## [Task description]
Your task is to reproduce the material exactly.

Items listed in a dataset
━━━━━━━━━━
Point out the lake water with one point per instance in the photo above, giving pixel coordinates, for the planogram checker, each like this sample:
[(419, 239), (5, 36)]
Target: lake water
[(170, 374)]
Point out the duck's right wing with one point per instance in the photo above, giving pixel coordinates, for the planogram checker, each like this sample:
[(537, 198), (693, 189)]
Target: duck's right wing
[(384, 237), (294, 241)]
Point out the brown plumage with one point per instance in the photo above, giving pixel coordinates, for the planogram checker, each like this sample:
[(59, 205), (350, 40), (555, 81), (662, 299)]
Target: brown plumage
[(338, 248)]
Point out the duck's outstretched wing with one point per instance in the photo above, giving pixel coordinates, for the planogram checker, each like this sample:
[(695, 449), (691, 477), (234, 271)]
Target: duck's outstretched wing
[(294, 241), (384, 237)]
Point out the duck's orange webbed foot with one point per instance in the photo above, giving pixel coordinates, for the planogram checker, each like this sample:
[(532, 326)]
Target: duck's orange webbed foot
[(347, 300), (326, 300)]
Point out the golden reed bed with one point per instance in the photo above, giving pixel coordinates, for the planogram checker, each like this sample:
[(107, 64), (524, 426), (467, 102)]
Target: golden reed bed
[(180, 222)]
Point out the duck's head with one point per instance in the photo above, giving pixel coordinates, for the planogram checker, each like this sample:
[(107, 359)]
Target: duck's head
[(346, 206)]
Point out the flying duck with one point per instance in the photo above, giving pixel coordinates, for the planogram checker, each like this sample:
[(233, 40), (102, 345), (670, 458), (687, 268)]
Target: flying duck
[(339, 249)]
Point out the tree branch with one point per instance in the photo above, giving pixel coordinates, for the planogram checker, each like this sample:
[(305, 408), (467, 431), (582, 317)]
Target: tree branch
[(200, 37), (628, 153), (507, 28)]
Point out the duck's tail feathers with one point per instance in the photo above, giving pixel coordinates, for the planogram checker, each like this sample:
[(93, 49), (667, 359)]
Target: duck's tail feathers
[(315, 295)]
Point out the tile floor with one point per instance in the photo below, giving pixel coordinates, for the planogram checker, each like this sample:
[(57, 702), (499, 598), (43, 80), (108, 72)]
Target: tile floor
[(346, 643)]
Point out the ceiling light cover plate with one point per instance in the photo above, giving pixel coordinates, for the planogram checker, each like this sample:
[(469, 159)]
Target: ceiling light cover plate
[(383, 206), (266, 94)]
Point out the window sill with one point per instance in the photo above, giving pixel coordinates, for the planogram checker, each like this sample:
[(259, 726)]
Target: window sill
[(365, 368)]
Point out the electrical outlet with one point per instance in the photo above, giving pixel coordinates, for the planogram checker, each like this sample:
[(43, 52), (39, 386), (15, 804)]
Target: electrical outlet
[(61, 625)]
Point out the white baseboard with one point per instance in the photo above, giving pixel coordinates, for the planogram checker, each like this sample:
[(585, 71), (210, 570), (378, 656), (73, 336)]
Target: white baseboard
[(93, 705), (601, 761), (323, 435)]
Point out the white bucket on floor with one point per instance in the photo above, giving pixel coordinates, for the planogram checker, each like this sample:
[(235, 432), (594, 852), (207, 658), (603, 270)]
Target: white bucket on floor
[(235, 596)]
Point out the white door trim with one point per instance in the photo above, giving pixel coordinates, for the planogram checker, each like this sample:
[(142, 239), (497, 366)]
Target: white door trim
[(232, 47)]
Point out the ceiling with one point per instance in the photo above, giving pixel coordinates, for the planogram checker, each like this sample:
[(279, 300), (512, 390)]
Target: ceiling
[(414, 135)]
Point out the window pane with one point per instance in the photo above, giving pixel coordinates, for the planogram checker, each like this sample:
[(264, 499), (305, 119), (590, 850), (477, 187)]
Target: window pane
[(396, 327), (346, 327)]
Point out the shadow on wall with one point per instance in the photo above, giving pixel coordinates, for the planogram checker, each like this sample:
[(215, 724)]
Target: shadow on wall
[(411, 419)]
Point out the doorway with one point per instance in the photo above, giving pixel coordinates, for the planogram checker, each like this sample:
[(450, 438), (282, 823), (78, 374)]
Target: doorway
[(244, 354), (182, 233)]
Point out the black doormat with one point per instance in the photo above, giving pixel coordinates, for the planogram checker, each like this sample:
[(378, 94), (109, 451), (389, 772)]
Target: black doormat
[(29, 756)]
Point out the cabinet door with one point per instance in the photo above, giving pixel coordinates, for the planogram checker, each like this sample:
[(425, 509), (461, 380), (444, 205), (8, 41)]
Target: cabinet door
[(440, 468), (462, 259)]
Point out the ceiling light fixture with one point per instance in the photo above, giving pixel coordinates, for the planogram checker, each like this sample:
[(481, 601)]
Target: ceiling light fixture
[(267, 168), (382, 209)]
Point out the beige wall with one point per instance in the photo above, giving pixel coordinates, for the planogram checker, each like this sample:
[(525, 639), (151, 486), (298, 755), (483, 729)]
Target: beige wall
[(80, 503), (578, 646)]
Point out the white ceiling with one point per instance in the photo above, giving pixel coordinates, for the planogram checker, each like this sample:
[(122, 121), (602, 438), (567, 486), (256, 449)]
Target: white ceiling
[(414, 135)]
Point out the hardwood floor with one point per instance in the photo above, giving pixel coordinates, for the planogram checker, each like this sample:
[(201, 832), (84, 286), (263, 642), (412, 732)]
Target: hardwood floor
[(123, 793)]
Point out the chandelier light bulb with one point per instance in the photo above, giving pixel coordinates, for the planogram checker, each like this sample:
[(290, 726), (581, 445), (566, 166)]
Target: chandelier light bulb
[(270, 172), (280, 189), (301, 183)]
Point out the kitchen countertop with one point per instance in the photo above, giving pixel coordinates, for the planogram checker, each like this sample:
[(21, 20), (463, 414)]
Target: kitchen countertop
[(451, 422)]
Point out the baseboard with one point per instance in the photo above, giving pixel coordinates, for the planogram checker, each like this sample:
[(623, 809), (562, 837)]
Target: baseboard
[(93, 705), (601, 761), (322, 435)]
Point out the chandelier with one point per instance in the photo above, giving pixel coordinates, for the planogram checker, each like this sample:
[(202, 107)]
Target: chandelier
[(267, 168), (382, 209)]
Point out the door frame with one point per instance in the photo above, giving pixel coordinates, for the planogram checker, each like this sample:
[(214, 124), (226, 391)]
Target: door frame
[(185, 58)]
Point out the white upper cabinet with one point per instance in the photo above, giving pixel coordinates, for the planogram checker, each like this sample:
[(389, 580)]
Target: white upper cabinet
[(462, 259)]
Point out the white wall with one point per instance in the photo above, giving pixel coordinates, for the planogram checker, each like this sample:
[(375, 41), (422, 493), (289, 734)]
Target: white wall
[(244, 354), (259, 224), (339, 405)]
━━━━━━━━━━
## [Output below]
Point out the lake water with one point per instance in the photo above, giving pixel coordinates, for the planogram checker, each like this sample:
[(419, 239), (5, 36)]
Target: lake water
[(170, 374)]
Point out the duck's right wing with one point per instance in the photo above, giving pixel coordinates, for the planogram checker, each like this sample:
[(537, 198), (693, 189)]
Target: duck's right wing
[(384, 237), (294, 241)]
Point out the brown plumage with one point per instance in the photo above, giving pixel coordinates, for the planogram checker, each like this sample:
[(59, 205), (350, 40), (555, 81), (662, 299)]
Target: brown plumage
[(338, 248)]
Point out the duck's outstretched wing with one point per instance in the photo above, giving pixel coordinates, for the planogram checker, each like this sample:
[(695, 449), (691, 477), (234, 271)]
Target: duck's outstretched wing
[(294, 241), (384, 237)]
Point out the duck's orange webbed foot with one point per instance in the photo above, giving pixel coordinates, for the planogram checker, each like this sample:
[(532, 326)]
Target: duck's orange webbed foot
[(347, 300), (326, 300)]
Point out the golden reed bed with one point per instance in the photo above, giving pixel coordinates, for the planogram checker, each like this sample:
[(107, 64), (524, 426), (467, 102)]
Target: golden reed bed
[(180, 222)]
Point out the duck's head with one point per instance in the photo above, giving pixel coordinates, for the planogram checker, each like this sample:
[(107, 359)]
Target: duck's head
[(346, 206)]
Point out the flying duck with one point per instance in the photo above, giving pixel coordinates, for the planogram checker, each like this sample:
[(233, 40), (102, 345), (670, 458), (687, 268)]
Target: flying duck
[(339, 249)]
Point out the tree branch with one point per instance in the photo above, giving pixel coordinates, for the planogram checker, each like this sample:
[(305, 408), (467, 431), (582, 317)]
Target: tree branch
[(200, 37), (628, 153), (507, 28)]
Point out the duck's tail feathers with one point per instance in the photo above, giving pixel coordinates, for the planogram checker, each like this sample:
[(93, 49), (667, 359)]
Target: duck's tail feathers
[(315, 295)]
Point out the tile floor with one point per instance in the photo below, giving pixel coordinates, for the planogram checker, each like this sample:
[(57, 702), (499, 598), (43, 80), (108, 72)]
Target: tile floor
[(346, 643)]
Point out the ceiling light cover plate with one point per instance in the photo above, giving pixel coordinates, for the planogram checker, each like this sample:
[(469, 159)]
Target: ceiling light cover plate
[(383, 206), (266, 94)]
Point out the window sill with one point per instance in the photo above, giving pixel coordinates, for the planogram checker, each like this sample:
[(259, 726)]
Target: window sill
[(365, 368)]
Point out the electrical outlet with one point per instance in the photo above, giving pixel coordinates, for the planogram checker, each like this sample:
[(43, 52), (39, 386), (15, 804)]
Target: electrical outlet
[(61, 625)]
Point out the white baseboard with one point per instance in the photo above, giving pixel coordinates, for the planogram checker, each like this sample:
[(585, 71), (210, 570), (378, 656), (73, 336)]
Target: white baseboard
[(93, 705), (601, 761), (323, 435)]
Point out the white bucket on floor with one point per instance in the photo above, giving pixel coordinates, for the planogram checker, each like this sample:
[(235, 432), (594, 852), (207, 658), (603, 270)]
Target: white bucket on floor
[(235, 596)]
Point out the white door trim with one point per instance in the photo above, giving pixel coordinates, for the planogram checker, each like this sample:
[(142, 239), (497, 366)]
Target: white door trim
[(232, 47)]
Point out the ceiling with one point per instance in the photo above, giving pixel coordinates, for the planogram checker, each like this sample:
[(279, 300), (512, 390)]
Target: ceiling
[(414, 135)]
Point out the window pane with one point per instance in the photo above, giving pixel coordinates, for the planogram checker, each like this sample:
[(264, 499), (305, 119), (590, 850), (477, 187)]
Target: window pane
[(396, 327), (346, 327)]
Point out the shadow on wall with one point per instance in the photo above, giving pixel coordinates, for the planogram checker, each like this sample:
[(215, 724)]
Target: shadow on wall
[(411, 419)]
Point out the doorway with one point per instance in the photo above, giving pixel coordinates, for the planogram checker, each like this sample:
[(450, 438), (282, 823), (78, 374)]
Target: doorway
[(244, 354), (182, 233)]
Point out the black doormat with one point per instance in the photo above, giving pixel coordinates, for the planogram checker, each like this sample:
[(378, 94), (109, 451), (389, 772)]
Target: black doormat
[(29, 756)]
Point out the cabinet door with one point per instance in the photo above, giving pixel coordinates, for the planogram checker, each like this sample:
[(425, 509), (461, 380), (444, 205), (8, 41)]
Target: cabinet door
[(440, 468), (462, 259)]
Point out the ceiling light fixture with one point per instance in the photo above, giving pixel coordinates, for the planogram checker, each like this sample:
[(481, 601)]
Target: ceiling light fixture
[(267, 168), (382, 209)]
Point out the beige wall with one point per instance in the photo above, giving pixel coordinates, for the planogram checker, each like this sample:
[(525, 639), (151, 486), (298, 755), (483, 729)]
Target: beige wall
[(80, 503), (578, 646)]
Point out the white ceiling with one point per instance in the photo above, giving pixel coordinates, for the planogram checker, each like this sample:
[(122, 121), (602, 438), (567, 486), (256, 449)]
Target: white ceiling
[(414, 135)]
Point out the hardwood floor with one point per instance in the photo above, giving pixel coordinates, for the planogram checker, each like this sample:
[(201, 832), (84, 286), (263, 642), (412, 732)]
Target: hardwood floor
[(123, 793)]
Point out the chandelier light bulb with one point per instance in the photo above, giving pixel coordinates, for the planogram checker, each like this sample:
[(290, 726), (581, 445), (566, 166)]
Target: chandelier light bulb
[(270, 172), (280, 189), (301, 183)]
Point out the kitchen countertop with one point per instance in the photo above, giving pixel coordinates, for the planogram checker, each like this sample:
[(21, 20), (463, 414)]
Target: kitchen countertop
[(451, 422)]
Point out the baseboard with one point per instance in the photo above, giving pixel coordinates, for the planogram checker, each like this sample:
[(623, 809), (562, 837)]
Target: baseboard
[(93, 705), (601, 761), (322, 435)]
Point out the chandelier with one point per instance in the photo above, giving pixel coordinates, for the planogram checker, each like this sample:
[(202, 107)]
Target: chandelier
[(267, 168), (382, 209)]
Point out the door frame with one point per instance in the photo above, giving pixel coordinates, for the planogram checker, each like this sample:
[(214, 124), (226, 391)]
Target: door frame
[(185, 58)]
Point out the white upper cabinet with one point per instance in the photo above, giving pixel coordinates, for the planogram checker, each like this sample:
[(389, 580)]
Target: white upper cabinet
[(462, 259)]
Point out the white wall with one point per instance in the photo above, giving pixel coordinates, for the planogram checker, each like this sample:
[(375, 41), (422, 493), (289, 734)]
Target: white wall
[(244, 354), (259, 224), (339, 405)]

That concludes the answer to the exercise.